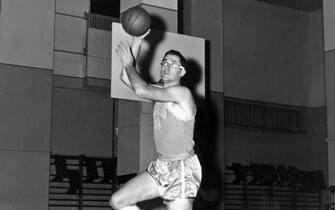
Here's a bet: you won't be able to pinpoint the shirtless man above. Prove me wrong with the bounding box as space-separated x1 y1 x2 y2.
110 31 201 210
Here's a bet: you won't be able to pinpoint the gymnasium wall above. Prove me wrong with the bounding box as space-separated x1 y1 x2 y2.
224 0 325 107
0 0 55 69
0 0 55 210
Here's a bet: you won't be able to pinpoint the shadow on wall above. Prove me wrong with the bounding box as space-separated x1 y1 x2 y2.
193 41 224 210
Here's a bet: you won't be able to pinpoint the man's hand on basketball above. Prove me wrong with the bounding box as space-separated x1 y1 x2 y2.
115 41 135 67
133 29 151 42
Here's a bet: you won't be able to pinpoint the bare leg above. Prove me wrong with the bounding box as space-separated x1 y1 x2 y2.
166 199 193 210
110 172 159 209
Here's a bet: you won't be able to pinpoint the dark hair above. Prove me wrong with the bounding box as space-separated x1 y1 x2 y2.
164 50 187 69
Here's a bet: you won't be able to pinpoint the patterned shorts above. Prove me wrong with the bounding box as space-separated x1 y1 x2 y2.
147 155 202 202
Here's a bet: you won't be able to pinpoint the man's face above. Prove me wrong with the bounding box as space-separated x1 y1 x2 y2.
161 54 184 81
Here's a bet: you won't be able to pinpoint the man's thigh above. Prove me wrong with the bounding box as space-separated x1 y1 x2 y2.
166 199 193 210
113 172 159 205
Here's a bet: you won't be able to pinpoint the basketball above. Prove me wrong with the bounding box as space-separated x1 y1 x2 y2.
120 7 151 36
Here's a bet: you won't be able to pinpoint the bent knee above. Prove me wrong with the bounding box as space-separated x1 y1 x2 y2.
109 192 130 209
109 193 122 209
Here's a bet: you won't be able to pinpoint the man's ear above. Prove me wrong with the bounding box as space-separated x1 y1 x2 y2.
179 68 186 77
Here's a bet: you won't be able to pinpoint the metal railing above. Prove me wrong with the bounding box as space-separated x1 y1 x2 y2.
224 166 324 210
85 13 119 31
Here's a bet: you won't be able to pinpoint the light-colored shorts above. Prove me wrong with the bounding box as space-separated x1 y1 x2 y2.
147 155 202 202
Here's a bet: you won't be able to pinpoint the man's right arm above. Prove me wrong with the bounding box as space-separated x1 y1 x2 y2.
120 30 150 89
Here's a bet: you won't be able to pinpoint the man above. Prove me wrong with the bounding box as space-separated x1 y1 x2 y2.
110 32 201 210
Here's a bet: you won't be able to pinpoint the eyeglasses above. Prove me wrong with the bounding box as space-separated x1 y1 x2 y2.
161 61 184 69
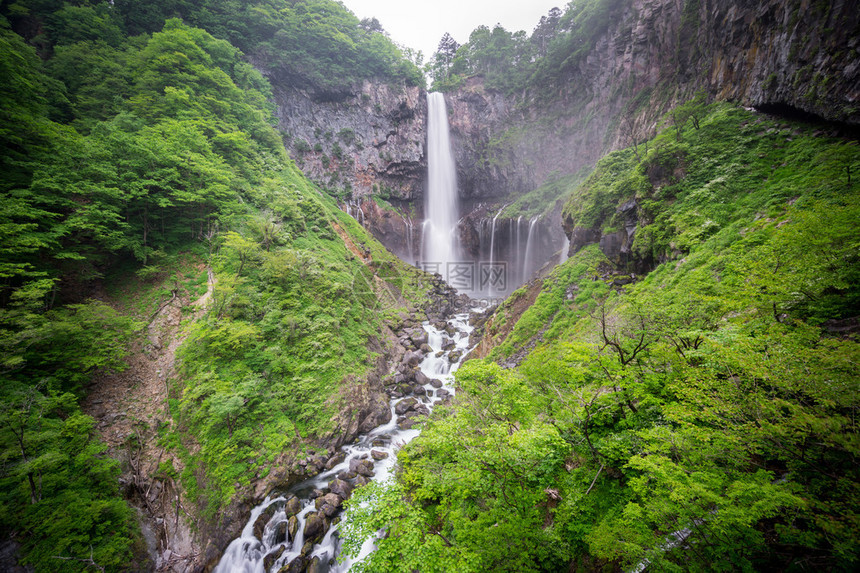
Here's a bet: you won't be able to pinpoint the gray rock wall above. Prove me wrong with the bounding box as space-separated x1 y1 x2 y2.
270 77 427 201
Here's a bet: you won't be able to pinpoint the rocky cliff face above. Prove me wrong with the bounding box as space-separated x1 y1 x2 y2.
252 0 860 272
440 0 860 259
262 75 427 202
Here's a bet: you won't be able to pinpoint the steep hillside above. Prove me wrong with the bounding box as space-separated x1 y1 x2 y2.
440 0 860 202
0 1 447 571
342 104 860 571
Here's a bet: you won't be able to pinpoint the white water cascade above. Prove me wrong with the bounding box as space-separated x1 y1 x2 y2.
522 217 538 282
421 92 459 278
215 313 472 573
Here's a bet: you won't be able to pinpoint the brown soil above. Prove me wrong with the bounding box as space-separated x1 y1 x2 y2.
82 269 214 571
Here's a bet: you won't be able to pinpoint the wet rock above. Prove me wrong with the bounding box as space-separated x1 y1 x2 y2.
409 328 428 348
325 451 346 470
395 384 412 396
320 493 343 517
402 351 424 366
278 555 307 573
394 398 418 416
263 545 286 571
337 470 356 480
276 521 287 544
302 513 325 540
328 478 352 499
358 399 391 434
306 557 325 573
254 504 275 541
287 515 299 539
349 459 375 477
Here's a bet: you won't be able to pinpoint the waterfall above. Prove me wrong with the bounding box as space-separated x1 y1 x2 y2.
558 237 570 264
423 92 458 279
513 215 526 285
488 205 507 293
214 313 473 573
523 217 538 282
403 217 415 264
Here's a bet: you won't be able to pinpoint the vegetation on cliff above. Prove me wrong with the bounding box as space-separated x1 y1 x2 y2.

* _Work to do_
Rewrite every one of the entries above with "pinpoint" changed to "locate", keeping everything else the same. Leave the pictures out.

* _Finished exercise_
Here's a bet: you won't be able to locate the shirtless man above. Prove me wrong with the bounding box as space-separated x1 y1 x2 y2.
110 31 201 210
Here's a bet: you won't be able to locate the gymnasium wall above. Prove me wrong with the bounding box as space-separated x1 y1 x2 y2.
224 0 325 107
0 0 55 69
0 0 55 210
Here's a bet: you won't be able to locate the shadow on wall above. Prove me wrong with the bounding box as space-separated x1 y1 x2 y2.
193 41 224 210
Here's a bet: you won't be able to locate the man's hand on basketball above. Prove me wrong with the bounding box as space-separated x1 y1 x2 y2.
115 41 135 67
133 29 151 42
Here's a bet: you won't be able to locate the bare leg above. Prove me wrong with the bounding box as space-separated x1 y1 x2 y2.
166 199 193 210
110 172 159 209
Here's a bet: you won't be able to locate the dark hair above. Prove me wrong with the bounding box as space-separated x1 y1 x2 y2.
164 50 187 69
Here's a bet: you won't be able to locate the patterned shorts above. Prove me wrong with the bounding box as space-separated x1 y1 x2 y2.
147 155 202 202
Here's a bet: you won't be able to locate the man's face above. Prove me wrong with the bounding box as space-separated x1 y1 x2 y2.
161 54 184 81
Here's a bet: you won't be able to locate the man's thigh above. Prove me wrong with the bounding box as space-separated x1 y1 x2 y2.
166 199 193 210
113 172 159 205
Here's a bet: you won't be able to locate the basketball above. Prove me wrong with the bounding box as space-separated x1 y1 x2 y2.
120 7 151 36
Here's a bet: you won't be able to locate the bent knee above. Prove me wrong with the bounding box as space-separated x1 y1 x2 y2.
109 192 130 209
109 193 122 209
Here's a bet: you won't be able to locate the man's ear above. Prove me wrong with the bounding box as space-separated x1 y1 x2 y2.
179 68 186 77
Here's a bet: you won't be able to locate the metal railing above. Prove me wrong with the bounding box as space-separated x1 y1 x2 y2.
224 166 324 210
85 13 119 31
Here's a bet: you won't be able to locate the light-colored shorts above. Prove me wrong with the bounding box as space-separated x1 y1 x2 y2.
147 155 202 202
Here's a bet: you won't be able to locate the man's right arm above. Prove me wrong with the bounding box as space-separated x1 y1 x2 y2.
120 30 150 89
Here's a bet: you won't be able to locate the man above. Prove me wrong with the bounding box as space-separated x1 y1 x2 y2.
110 32 201 210
Here's a bet: you won't be able to locate the eyeglasses above. Prove me wrong with the bounding box as space-separated x1 y1 x2 y2.
161 61 184 69
Here's a bet: you won't be able to locate the gray rock wall above. Prove me wrong with the bounding box as space-separated x1 y1 x2 y2.
270 77 427 201
Here's a bet: you won't be able to locate the rocky cliff face above. Prove me wrong with the bounding box as space-separated x1 y1 x2 y2.
252 0 860 272
440 0 860 259
262 75 427 202
Here's a bet: you won't be able to locate the steep hillside above. Prove me wrong with the bounding box as space-separated x1 y1 x2 y2.
440 0 860 202
0 1 447 571
342 104 860 571
Here's a bet: you won't be able to locate the white water cascade above. Prove me wrong with the bounding box as space-separated x1 y1 x2 y2.
522 217 538 282
421 92 459 278
215 313 472 573
Here's a bet: you won't be able to locate the brown soil above. Prove me wrong with the bounding box as space-separated x1 y1 x2 y2.
82 269 214 571
Here's a bet: you won't be able to locate the wet rock above. Prove me wrong with the bounding box as space-separated x1 y1 x2 y2.
409 328 428 348
325 451 346 470
395 384 412 396
320 493 343 517
402 351 424 366
278 555 307 573
394 398 418 416
263 545 286 571
337 470 356 480
276 521 287 544
302 513 325 540
328 478 352 499
358 399 391 434
306 557 325 573
254 504 275 541
287 515 299 539
349 459 375 477
Here's a bet: you won't be able to locate the waterfall above. Prove me wrong with the bounding box as space-separated x1 y1 x2 y2.
558 237 570 264
423 92 458 279
513 215 526 285
488 205 507 293
214 313 473 573
523 217 538 282
403 217 415 264
Here's a bet: you won't be able to locate the vegetation on cliff above. Prove me wrong with the bounding box as space-separated x1 y1 x2 y2.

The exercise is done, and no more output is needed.